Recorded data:
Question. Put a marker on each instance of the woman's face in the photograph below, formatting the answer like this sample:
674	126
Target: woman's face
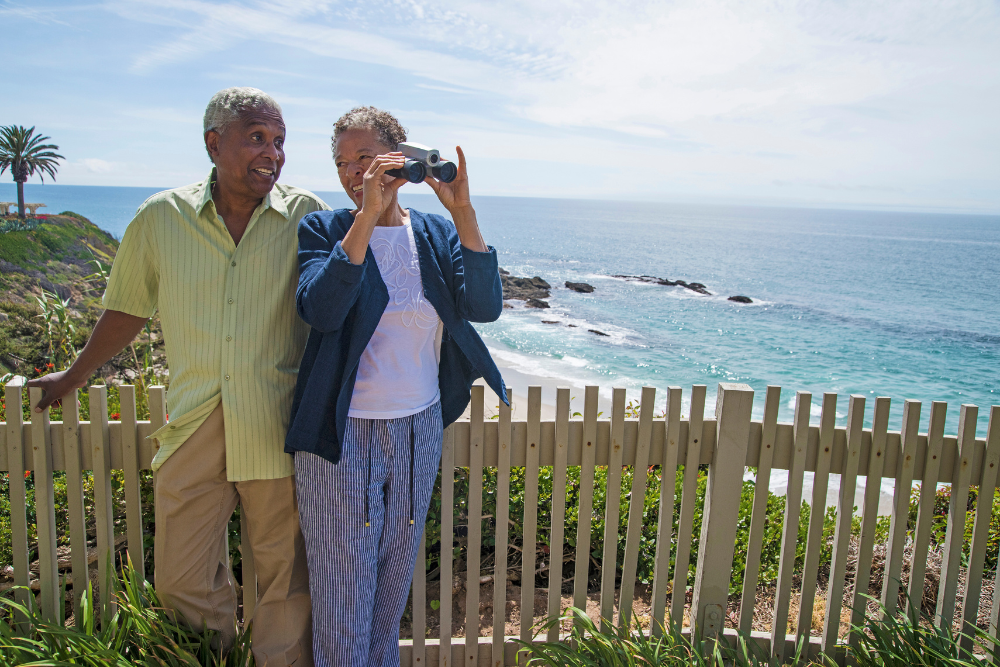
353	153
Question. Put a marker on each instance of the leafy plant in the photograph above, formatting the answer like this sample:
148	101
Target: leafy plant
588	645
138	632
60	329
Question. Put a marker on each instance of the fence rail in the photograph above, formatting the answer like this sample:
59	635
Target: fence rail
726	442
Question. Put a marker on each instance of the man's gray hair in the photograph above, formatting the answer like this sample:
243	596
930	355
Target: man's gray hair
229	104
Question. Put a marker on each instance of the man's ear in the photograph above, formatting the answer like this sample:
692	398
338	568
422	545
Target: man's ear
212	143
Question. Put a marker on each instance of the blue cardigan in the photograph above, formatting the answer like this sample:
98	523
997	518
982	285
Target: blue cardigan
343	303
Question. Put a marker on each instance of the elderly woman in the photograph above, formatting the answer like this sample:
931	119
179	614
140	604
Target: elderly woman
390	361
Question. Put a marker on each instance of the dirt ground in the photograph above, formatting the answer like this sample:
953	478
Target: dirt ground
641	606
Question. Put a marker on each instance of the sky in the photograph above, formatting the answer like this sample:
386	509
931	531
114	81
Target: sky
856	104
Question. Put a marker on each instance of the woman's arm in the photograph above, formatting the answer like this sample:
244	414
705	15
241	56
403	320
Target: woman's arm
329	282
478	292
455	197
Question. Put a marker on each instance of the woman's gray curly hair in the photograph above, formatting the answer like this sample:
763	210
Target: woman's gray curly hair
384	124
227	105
...
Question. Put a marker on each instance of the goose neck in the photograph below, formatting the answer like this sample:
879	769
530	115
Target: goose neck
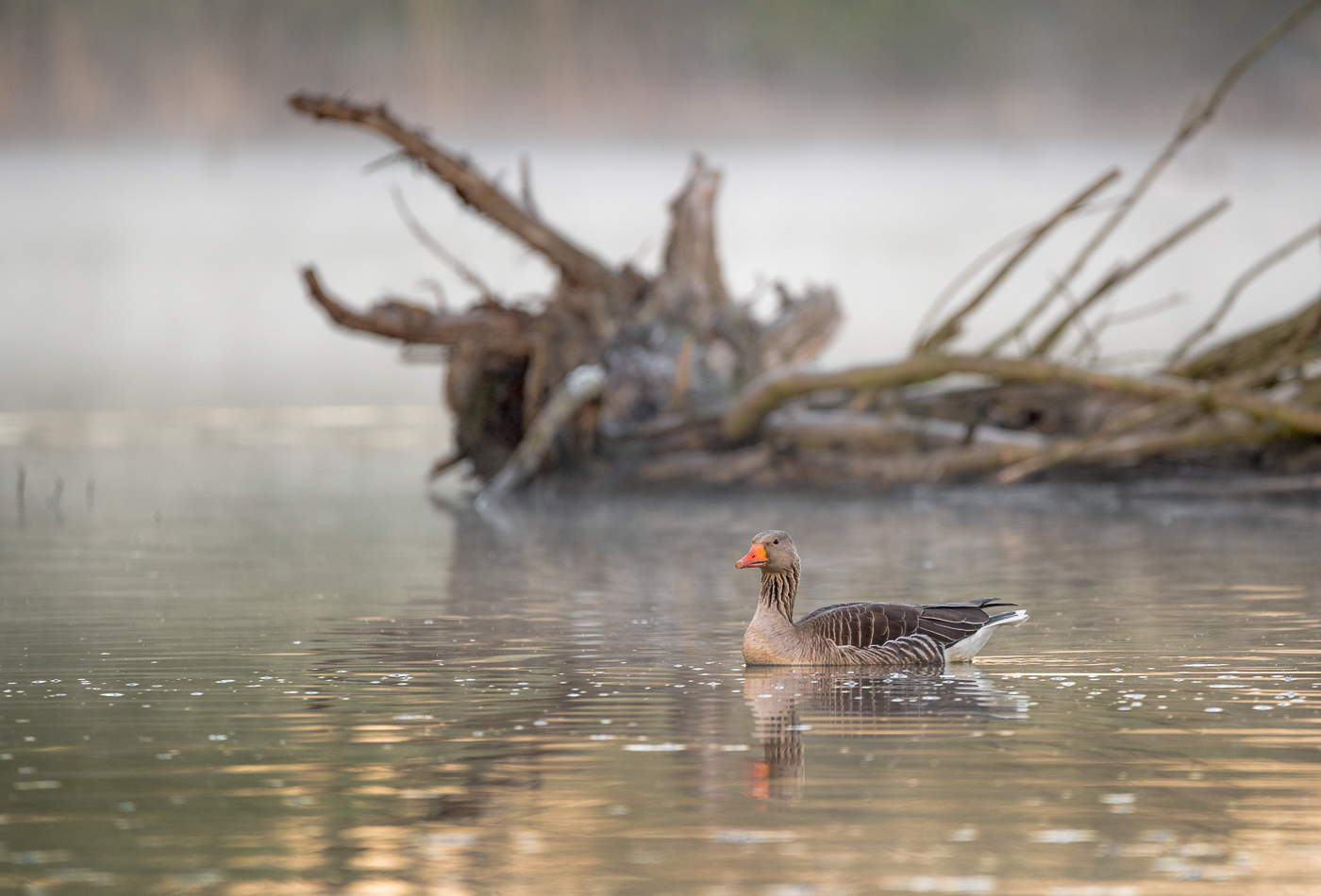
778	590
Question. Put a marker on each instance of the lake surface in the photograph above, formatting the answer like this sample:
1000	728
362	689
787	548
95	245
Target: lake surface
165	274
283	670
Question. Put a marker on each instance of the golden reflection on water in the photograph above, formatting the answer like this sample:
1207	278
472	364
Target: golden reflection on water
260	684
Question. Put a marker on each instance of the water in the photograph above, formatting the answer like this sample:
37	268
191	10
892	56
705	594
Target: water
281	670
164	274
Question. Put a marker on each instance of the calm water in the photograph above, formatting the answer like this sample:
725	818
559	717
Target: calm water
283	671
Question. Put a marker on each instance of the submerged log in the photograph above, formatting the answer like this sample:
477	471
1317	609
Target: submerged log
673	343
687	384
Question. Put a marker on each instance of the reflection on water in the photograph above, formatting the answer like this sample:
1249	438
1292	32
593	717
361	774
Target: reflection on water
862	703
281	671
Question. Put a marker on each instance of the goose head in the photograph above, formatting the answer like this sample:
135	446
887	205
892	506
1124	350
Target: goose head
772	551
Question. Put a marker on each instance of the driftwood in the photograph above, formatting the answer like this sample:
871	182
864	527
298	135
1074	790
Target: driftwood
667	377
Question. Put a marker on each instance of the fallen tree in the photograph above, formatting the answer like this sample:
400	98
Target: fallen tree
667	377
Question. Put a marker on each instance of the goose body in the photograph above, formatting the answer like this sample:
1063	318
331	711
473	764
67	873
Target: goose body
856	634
* * *
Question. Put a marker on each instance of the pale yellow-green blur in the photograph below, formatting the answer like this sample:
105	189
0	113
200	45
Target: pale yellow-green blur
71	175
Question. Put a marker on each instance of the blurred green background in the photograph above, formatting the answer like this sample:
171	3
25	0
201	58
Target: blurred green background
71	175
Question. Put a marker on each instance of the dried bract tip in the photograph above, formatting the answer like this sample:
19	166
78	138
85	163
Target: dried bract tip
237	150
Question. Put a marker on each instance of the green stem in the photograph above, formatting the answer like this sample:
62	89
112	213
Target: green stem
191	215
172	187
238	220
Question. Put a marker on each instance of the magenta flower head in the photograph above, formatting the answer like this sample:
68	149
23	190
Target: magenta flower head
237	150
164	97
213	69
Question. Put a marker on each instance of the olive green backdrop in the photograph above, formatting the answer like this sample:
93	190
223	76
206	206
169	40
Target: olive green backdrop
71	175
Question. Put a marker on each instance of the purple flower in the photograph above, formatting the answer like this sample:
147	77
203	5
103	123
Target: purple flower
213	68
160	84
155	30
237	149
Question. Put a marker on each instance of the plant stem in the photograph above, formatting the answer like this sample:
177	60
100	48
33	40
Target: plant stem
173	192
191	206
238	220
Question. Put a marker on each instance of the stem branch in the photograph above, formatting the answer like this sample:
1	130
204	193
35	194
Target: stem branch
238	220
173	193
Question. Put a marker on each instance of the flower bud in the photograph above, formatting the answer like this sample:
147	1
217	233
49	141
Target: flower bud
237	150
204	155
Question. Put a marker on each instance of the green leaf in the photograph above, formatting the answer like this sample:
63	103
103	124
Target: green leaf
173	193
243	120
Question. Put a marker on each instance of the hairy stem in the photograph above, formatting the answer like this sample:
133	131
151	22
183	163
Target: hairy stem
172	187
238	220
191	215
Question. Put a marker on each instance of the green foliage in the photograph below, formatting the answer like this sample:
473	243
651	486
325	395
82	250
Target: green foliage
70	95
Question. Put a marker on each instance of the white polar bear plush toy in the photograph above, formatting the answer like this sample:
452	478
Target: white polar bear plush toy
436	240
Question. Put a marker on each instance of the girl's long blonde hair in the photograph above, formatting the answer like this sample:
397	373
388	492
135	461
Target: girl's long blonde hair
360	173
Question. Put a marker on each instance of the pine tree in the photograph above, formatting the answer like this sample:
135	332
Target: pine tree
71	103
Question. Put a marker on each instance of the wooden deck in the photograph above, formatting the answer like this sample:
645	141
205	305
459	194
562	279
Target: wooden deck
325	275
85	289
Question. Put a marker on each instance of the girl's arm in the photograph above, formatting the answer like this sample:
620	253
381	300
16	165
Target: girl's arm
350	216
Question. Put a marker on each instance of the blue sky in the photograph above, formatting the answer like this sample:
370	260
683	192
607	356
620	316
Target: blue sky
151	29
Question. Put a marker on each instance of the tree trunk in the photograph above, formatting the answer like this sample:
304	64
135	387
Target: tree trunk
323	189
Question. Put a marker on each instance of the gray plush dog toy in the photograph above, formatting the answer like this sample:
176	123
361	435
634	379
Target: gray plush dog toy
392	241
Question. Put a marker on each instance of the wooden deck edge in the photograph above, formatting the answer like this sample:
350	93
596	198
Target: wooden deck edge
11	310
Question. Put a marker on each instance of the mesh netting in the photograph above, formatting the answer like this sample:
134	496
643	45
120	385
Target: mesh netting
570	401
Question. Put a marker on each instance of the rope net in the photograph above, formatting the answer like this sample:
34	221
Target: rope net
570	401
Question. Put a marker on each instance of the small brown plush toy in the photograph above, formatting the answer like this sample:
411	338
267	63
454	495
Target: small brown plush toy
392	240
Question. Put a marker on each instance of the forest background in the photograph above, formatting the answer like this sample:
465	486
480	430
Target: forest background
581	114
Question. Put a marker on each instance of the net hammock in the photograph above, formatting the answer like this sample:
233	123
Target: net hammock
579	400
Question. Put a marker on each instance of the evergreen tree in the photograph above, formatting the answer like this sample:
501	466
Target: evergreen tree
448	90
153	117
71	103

- **YOUR TASK**
Looking at the records above, how many lines have the word "below" in them? State the number only.

- **COMPLETED EXERCISE**
4